Segment Start: Records for processing
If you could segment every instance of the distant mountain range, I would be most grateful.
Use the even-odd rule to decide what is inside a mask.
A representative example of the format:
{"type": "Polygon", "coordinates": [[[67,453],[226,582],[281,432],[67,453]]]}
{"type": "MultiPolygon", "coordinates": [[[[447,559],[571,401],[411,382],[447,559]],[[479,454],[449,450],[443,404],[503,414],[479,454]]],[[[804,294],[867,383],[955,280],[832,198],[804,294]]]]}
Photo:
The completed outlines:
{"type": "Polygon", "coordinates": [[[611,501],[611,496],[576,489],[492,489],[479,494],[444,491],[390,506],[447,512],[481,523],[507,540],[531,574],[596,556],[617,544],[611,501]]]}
Segment End: Records for processing
#### Work to complete:
Reproduce the complete data exactly as presented above.

#### The completed task:
If you could segment every instance of the distant mountain range, I would be most grateful.
Use the even-odd rule to decide what is inside a mask.
A representative example of the format:
{"type": "Polygon", "coordinates": [[[67,453],[226,582],[281,432],[67,453]]]}
{"type": "MultiPolygon", "coordinates": [[[[447,559],[571,401],[411,382],[447,559]],[[479,454],[449,450],[443,404],[503,414],[479,454]]],[[[804,294],[867,383],[955,280],[832,198],[804,294]]]]}
Photo:
The completed outlines:
{"type": "Polygon", "coordinates": [[[611,501],[611,496],[576,489],[492,489],[479,494],[444,491],[390,506],[447,512],[481,523],[507,540],[531,574],[596,556],[617,544],[611,501]]]}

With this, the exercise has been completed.